STORED RECORDS →
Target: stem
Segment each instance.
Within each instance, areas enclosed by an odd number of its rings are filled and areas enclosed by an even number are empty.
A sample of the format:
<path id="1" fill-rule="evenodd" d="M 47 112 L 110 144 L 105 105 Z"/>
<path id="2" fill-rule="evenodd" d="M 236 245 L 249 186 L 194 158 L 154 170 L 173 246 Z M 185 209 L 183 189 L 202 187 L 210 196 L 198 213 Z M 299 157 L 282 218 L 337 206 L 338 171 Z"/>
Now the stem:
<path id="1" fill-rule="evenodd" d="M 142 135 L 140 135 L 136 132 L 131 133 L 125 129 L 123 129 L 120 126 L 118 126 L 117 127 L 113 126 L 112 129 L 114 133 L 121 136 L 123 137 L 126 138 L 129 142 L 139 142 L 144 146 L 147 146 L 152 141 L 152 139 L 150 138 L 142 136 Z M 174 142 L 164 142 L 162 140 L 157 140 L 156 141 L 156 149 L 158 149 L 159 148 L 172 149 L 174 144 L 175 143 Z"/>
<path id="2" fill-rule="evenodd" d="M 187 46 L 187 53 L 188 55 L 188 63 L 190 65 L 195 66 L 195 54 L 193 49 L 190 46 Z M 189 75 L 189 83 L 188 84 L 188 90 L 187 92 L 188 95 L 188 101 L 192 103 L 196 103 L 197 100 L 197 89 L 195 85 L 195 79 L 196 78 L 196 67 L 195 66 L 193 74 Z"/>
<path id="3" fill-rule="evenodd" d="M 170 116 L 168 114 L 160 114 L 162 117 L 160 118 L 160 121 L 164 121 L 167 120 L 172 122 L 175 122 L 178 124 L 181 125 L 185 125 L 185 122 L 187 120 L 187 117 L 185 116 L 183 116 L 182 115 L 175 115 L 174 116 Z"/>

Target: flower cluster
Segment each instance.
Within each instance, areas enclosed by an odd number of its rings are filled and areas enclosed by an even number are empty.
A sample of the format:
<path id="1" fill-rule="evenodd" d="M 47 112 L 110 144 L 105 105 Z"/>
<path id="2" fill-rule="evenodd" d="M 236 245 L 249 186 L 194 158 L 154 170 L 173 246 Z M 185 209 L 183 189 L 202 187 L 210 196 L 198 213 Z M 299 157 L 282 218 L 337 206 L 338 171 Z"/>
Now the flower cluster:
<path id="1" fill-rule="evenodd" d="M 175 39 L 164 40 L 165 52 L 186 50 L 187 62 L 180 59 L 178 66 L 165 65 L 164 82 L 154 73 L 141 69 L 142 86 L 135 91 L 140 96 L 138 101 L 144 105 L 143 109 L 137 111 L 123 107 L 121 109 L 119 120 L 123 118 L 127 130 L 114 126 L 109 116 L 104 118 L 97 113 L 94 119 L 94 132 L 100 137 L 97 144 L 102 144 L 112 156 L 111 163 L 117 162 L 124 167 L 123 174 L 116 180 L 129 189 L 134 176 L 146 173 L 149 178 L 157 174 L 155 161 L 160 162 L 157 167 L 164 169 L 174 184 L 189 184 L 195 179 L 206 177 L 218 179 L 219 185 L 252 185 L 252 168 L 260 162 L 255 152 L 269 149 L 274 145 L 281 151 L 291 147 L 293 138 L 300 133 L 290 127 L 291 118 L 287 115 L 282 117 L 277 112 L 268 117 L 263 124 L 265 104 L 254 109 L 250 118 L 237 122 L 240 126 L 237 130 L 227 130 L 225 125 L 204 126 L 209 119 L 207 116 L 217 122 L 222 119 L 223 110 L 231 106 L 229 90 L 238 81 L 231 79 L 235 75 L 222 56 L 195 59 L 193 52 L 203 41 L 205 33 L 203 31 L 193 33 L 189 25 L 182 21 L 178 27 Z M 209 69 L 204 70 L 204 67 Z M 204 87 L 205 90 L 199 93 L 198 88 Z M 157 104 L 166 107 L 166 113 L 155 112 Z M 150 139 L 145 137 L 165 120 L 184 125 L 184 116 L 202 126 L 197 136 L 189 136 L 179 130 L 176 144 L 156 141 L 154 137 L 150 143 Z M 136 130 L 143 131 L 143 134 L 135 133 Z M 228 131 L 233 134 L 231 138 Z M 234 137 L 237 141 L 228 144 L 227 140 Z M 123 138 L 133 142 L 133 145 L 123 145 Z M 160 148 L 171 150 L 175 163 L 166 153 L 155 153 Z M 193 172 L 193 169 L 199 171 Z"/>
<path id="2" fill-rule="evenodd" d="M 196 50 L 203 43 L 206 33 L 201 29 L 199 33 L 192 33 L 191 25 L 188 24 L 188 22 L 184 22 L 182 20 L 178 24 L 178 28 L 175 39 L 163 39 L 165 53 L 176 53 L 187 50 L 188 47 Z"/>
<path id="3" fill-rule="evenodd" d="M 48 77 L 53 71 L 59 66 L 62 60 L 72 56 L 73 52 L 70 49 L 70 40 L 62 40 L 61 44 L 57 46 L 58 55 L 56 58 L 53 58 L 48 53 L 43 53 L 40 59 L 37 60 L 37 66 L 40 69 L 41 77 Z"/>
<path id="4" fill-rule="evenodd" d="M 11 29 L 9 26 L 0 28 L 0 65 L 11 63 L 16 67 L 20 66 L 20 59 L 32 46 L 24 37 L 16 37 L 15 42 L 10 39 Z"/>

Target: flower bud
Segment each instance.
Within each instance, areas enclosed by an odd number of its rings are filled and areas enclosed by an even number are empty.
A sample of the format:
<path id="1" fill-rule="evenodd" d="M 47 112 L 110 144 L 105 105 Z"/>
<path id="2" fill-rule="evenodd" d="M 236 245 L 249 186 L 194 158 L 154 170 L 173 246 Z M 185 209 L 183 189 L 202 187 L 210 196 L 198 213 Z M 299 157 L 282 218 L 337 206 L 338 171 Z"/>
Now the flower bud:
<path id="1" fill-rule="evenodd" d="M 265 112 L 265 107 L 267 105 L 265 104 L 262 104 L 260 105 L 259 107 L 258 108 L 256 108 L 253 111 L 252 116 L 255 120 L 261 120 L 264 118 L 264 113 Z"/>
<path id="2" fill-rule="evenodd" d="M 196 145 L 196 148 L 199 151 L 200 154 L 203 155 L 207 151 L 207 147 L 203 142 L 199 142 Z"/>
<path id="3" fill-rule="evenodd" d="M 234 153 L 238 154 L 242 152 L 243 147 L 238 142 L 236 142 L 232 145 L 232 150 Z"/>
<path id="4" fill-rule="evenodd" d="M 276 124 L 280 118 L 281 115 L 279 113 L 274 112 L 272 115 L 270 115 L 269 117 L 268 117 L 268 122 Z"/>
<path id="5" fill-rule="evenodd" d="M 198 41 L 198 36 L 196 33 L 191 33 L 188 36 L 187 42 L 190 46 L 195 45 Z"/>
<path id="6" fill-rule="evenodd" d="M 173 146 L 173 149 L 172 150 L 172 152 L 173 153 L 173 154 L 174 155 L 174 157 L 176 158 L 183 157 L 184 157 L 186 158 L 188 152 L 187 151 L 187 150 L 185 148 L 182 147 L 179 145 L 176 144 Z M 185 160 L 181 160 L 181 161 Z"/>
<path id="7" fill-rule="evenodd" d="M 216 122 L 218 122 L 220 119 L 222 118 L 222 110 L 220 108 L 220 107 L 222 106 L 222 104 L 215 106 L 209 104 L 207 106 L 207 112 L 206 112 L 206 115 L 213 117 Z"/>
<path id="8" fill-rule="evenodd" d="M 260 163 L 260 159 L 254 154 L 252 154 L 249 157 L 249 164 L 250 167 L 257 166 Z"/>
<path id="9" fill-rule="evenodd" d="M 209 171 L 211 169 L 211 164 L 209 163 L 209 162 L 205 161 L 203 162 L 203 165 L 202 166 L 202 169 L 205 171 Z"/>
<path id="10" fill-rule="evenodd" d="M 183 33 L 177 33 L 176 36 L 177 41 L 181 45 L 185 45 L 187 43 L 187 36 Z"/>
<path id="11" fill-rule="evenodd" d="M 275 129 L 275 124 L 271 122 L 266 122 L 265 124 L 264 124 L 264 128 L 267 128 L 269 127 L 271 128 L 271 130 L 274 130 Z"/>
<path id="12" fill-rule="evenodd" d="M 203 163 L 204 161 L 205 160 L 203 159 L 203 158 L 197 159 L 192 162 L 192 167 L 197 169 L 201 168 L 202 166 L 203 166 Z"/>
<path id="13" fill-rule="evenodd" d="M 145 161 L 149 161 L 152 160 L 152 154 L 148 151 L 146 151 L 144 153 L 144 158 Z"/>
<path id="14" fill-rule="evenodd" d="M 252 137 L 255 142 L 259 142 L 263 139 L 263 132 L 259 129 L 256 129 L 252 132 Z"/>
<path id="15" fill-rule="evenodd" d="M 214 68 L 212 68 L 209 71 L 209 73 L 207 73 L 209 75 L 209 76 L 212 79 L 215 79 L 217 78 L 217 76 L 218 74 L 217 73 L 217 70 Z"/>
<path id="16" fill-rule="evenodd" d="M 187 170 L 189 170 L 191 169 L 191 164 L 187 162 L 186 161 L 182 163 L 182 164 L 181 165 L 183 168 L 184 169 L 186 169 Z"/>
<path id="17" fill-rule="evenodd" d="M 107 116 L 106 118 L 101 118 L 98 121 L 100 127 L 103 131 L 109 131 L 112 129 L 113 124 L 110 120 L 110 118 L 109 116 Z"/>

BRIEF → Copy the records from their first line through the line containing "142 135 L 140", including that line, and reproduce every line without any change.

RIGHT ANSWER →
Target: stem
Segment each instance.
Within each instance, areas enclosed by an odd number of its rings are filled and areas enclosed by an even number are empty.
A sample of the format:
<path id="1" fill-rule="evenodd" d="M 47 112 L 110 144 L 105 105 Z"/>
<path id="2" fill-rule="evenodd" d="M 236 245 L 249 186 L 194 158 L 154 170 L 173 246 Z M 185 209 L 183 189 L 202 187 L 210 196 L 198 213 Z M 299 157 L 282 218 L 337 206 L 338 171 Z"/>
Now the stem:
<path id="1" fill-rule="evenodd" d="M 142 135 L 140 135 L 136 132 L 131 133 L 125 129 L 123 129 L 120 126 L 118 126 L 117 127 L 113 126 L 112 129 L 114 133 L 121 136 L 123 137 L 126 138 L 129 142 L 139 142 L 144 146 L 147 146 L 152 141 L 152 139 L 150 138 L 142 136 Z M 174 142 L 164 142 L 162 140 L 157 140 L 156 141 L 156 149 L 158 149 L 159 148 L 172 149 L 174 144 L 175 143 Z"/>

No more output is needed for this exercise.